TASK DIRECTIONS ▸ Reproduce, with no alteration, the span of lines that begins at the line containing "negative clicks: (903, 261)" and ends at the last line of the records, both ends included, and nothing else.

Stored items

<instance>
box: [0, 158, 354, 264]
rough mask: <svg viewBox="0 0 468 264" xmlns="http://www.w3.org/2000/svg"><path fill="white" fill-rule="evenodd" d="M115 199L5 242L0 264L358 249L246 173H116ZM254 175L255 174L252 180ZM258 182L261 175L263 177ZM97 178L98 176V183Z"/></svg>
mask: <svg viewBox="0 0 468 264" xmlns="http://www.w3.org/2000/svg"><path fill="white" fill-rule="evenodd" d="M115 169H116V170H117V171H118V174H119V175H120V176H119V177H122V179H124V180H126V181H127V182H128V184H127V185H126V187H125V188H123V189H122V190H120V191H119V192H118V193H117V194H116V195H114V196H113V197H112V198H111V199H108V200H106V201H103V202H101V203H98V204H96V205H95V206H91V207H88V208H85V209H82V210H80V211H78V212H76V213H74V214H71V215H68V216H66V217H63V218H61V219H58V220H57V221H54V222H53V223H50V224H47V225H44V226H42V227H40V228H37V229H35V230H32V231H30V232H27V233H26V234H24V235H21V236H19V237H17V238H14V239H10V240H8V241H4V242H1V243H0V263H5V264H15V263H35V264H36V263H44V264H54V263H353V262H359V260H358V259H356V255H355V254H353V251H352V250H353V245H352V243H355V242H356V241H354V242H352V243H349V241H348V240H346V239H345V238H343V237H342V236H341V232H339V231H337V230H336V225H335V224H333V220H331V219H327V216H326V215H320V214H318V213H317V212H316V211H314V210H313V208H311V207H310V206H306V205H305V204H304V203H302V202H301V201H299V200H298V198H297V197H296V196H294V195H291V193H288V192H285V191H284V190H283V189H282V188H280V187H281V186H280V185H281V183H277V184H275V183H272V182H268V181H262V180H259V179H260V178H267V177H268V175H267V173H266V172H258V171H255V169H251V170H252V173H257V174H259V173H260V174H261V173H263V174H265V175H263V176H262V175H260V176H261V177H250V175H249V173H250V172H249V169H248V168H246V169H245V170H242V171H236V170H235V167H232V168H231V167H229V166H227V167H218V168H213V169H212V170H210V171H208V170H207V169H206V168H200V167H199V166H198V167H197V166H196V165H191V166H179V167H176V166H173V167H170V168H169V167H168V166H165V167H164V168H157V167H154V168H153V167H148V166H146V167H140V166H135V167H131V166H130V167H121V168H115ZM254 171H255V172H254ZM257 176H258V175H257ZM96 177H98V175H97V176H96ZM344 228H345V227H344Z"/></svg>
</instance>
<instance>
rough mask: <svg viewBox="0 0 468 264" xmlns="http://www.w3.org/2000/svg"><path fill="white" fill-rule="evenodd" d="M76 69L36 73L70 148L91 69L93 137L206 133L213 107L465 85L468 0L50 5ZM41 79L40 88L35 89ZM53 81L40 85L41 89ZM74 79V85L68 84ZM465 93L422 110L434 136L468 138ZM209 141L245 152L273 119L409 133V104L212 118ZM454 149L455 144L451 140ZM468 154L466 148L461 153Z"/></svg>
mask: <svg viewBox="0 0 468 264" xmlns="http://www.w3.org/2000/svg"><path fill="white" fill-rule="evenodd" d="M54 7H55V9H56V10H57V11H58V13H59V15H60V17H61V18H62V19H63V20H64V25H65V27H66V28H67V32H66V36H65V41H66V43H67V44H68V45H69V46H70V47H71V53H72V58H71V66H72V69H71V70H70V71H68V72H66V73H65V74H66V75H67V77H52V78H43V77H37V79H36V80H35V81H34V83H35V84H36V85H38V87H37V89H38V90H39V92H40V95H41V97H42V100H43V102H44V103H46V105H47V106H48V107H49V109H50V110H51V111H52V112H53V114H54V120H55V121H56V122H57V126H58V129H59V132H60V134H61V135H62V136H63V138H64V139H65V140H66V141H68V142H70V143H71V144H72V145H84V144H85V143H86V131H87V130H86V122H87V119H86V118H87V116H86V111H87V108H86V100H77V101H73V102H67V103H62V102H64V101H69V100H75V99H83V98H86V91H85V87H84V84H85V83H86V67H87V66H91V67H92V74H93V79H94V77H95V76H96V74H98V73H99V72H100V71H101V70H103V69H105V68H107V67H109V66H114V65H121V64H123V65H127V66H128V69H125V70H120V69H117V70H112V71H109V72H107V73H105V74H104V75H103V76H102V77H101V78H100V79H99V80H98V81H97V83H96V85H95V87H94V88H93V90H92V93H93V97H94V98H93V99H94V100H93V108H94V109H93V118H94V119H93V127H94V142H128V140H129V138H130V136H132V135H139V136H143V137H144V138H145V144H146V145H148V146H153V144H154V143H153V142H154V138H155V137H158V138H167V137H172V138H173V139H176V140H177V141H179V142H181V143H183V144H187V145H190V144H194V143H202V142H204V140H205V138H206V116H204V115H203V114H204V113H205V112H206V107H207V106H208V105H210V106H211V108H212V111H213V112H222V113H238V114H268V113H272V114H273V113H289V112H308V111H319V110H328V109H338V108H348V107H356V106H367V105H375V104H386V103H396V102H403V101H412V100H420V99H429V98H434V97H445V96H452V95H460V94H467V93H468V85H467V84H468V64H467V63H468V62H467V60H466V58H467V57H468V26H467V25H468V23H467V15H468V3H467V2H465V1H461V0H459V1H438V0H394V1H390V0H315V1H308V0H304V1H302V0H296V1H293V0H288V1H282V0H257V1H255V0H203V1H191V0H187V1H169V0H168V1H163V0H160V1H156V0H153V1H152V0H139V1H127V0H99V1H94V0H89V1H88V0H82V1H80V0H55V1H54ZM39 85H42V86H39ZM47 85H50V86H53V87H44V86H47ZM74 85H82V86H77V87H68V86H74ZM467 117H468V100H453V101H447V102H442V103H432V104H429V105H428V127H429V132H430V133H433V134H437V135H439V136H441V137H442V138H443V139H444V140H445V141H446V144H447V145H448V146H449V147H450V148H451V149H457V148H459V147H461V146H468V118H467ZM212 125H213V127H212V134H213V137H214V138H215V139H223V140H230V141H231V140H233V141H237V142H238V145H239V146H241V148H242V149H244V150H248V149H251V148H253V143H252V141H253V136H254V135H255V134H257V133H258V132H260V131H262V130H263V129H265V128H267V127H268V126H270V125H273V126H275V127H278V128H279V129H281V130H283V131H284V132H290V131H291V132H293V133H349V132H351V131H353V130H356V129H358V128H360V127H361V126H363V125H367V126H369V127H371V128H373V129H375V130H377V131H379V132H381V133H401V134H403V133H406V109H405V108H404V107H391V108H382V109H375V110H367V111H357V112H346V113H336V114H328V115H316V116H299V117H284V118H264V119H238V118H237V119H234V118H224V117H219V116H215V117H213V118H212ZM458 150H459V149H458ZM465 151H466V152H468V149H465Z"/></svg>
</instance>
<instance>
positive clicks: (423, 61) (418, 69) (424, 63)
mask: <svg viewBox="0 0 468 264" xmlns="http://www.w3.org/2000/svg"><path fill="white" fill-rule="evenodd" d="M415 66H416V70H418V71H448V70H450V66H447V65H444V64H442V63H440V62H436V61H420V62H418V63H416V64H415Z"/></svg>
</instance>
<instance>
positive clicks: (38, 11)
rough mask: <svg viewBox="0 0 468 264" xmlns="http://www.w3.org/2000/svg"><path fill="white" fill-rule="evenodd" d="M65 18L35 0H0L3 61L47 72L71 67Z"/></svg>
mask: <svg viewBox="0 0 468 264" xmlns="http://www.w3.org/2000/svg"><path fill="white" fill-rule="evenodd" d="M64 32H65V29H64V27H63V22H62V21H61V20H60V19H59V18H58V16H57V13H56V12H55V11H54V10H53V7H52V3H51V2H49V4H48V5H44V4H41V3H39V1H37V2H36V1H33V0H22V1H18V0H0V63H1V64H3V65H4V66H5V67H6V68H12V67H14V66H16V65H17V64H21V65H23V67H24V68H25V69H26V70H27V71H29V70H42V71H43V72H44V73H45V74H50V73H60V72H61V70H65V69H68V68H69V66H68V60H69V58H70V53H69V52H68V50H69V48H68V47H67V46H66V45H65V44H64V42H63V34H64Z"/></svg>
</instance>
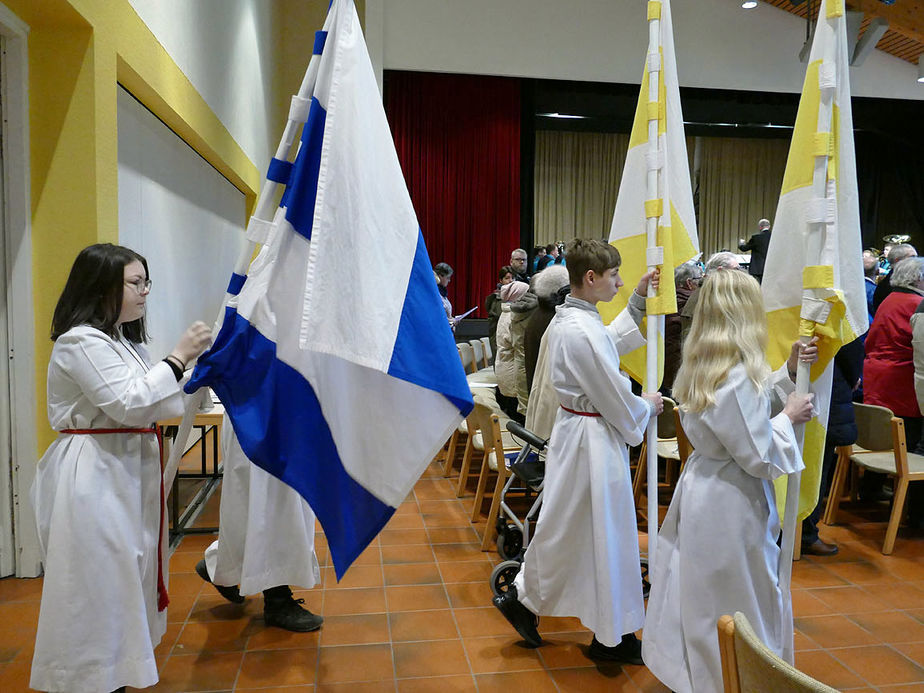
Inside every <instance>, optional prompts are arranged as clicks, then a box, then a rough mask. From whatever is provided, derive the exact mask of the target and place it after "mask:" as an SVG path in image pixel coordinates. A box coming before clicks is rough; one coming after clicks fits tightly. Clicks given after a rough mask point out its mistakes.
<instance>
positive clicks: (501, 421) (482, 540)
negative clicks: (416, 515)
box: [472, 403, 520, 551]
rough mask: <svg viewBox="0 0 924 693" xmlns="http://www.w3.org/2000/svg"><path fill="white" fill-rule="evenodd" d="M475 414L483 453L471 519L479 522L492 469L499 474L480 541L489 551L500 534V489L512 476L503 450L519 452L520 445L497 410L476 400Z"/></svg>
mask: <svg viewBox="0 0 924 693" xmlns="http://www.w3.org/2000/svg"><path fill="white" fill-rule="evenodd" d="M475 416H476V417H477V418H478V422H479V428H480V429H481V434H482V436H483V438H484V455H483V456H482V458H481V474H479V476H478V487H477V489H476V491H475V502H474V504H473V506H472V522H477V521H478V518H479V517H480V516H481V504H482V502H483V501H484V496H485V491H486V489H487V486H488V477H489V476H490V474H491V472H494V473H495V474H496V475H497V476H496V480H495V482H494V492H493V493H492V494H491V509H490V510H489V511H488V522H487V526H486V527H485V532H484V537H482V542H481V550H482V551H488V550H489V549H490V548H491V547H492V546H493V545H494V540H495V539H496V537H497V528H496V527H495V526H494V519H495V518H496V517H497V513H498V511H499V510H500V498H501V491H502V490H503V488H504V484H506V483H507V478H508V476H509V472H508V471H507V465H506V460H505V458H504V453H505V452H518V451H519V450H520V446H519V445H517V443H516V442H515V441H514V440H513V437H512V436H511V435H510V434H509V433H507V432H506V431H505V430H503V429H502V428H501V425H502V419H501V417H500V416H499V415H498V413H497V412H496V411H492V410H491V409H489V408H488V407H485V406H484V405H479V404H477V403H476V404H475ZM507 420H508V419H506V417H505V418H504V419H503V422H504V424H506V421H507Z"/></svg>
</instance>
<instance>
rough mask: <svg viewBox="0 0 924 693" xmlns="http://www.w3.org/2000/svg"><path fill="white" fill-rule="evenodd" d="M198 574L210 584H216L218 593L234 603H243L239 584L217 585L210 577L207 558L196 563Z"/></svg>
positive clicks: (221, 595)
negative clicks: (212, 581)
mask: <svg viewBox="0 0 924 693" xmlns="http://www.w3.org/2000/svg"><path fill="white" fill-rule="evenodd" d="M196 574H197V575H198V576H199V577H201V578H202V579H203V580H205V581H206V582H207V583H209V584H210V585H212V586H214V587H215V589H216V590H218V594H220V595H221V596H222V597H224V598H225V599H227V600H228V601H229V602H231V603H232V604H243V603H244V599H245V598H244V597H243V596H241V592H240V590H239V589H238V588H237V585H231V586H228V585H216V584H215V583H214V582H212V578H210V577H209V571H208V569H207V568H206V567H205V559H204V558H203V559H202V560H201V561H199V562H198V563H196Z"/></svg>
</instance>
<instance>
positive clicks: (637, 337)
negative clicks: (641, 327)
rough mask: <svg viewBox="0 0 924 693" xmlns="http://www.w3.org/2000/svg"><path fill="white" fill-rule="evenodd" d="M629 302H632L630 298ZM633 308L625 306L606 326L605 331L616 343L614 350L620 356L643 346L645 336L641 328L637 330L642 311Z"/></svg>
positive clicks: (626, 353)
mask: <svg viewBox="0 0 924 693" xmlns="http://www.w3.org/2000/svg"><path fill="white" fill-rule="evenodd" d="M634 294H635V292H633V295H634ZM639 299H640V300H642V301H644V300H645V299H643V298H641V296H639ZM629 303H630V304H631V303H632V300H631V299H630V300H629ZM635 308H636V309H635V310H632V309H631V307H630V306H626V307H625V308H624V309H623V310H622V311H621V312H620V313H619V315H617V316H616V317H615V318H614V319H613V322H611V323H610V324H609V325H607V326H606V331H607V333H608V334H609V335H610V338H611V339H612V340H613V343H614V344H615V345H616V351H617V353H618V354H619V355H620V356H623V355H625V354H628V353H629V352H632V351H635V350H636V349H638V348H639V347H643V346H645V336H644V335H643V334H642V332H641V330H639V325H640V324H641V321H642V317H641V315H642V313H641V311H639V310H638V309H637V307H635Z"/></svg>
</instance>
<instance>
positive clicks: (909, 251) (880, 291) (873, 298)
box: [873, 243, 918, 315]
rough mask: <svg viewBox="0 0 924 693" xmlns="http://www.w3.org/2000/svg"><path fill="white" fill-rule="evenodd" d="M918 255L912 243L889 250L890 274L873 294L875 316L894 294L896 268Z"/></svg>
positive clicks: (889, 268) (888, 256) (908, 243)
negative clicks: (903, 261)
mask: <svg viewBox="0 0 924 693" xmlns="http://www.w3.org/2000/svg"><path fill="white" fill-rule="evenodd" d="M917 255H918V251H917V250H915V248H914V246H913V245H911V244H910V243H897V244H896V245H893V246H892V247H891V248H890V249H889V253H888V255H887V256H886V258H887V260H888V264H889V273H888V274H887V275H886V276H884V277H882V278H881V279H880V280H879V283H878V284H877V285H876V290H875V291H874V292H873V315H876V311H878V310H879V306H881V305H882V302H883V301H884V300H885V298H886V296H888V295H889V294H890V293H891V292H892V277H893V276H894V274H895V269H896V267H898V265H899V264H901V261H902V260H904V259H905V258H909V257H917Z"/></svg>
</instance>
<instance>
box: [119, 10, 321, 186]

COMPLETED TASK ▸
negative clicks: (903, 261)
mask: <svg viewBox="0 0 924 693" xmlns="http://www.w3.org/2000/svg"><path fill="white" fill-rule="evenodd" d="M917 255H918V251H917V250H915V248H914V246H913V245H911V244H910V243H897V244H896V245H893V246H892V247H891V248H890V249H889V253H888V255H887V256H886V258H887V260H888V264H889V273H888V274H887V275H886V276H884V277H882V278H881V279H880V280H879V283H878V284H877V285H876V290H875V291H874V292H873V315H876V311H878V310H879V306H881V305H882V302H883V301H884V300H885V298H886V296H888V295H889V294H890V293H891V292H892V277H893V276H894V274H895V269H896V267H898V265H899V264H901V261H902V260H904V259H905V258H909V257H917Z"/></svg>
</instance>
<instance>
box: [119, 10, 321, 186]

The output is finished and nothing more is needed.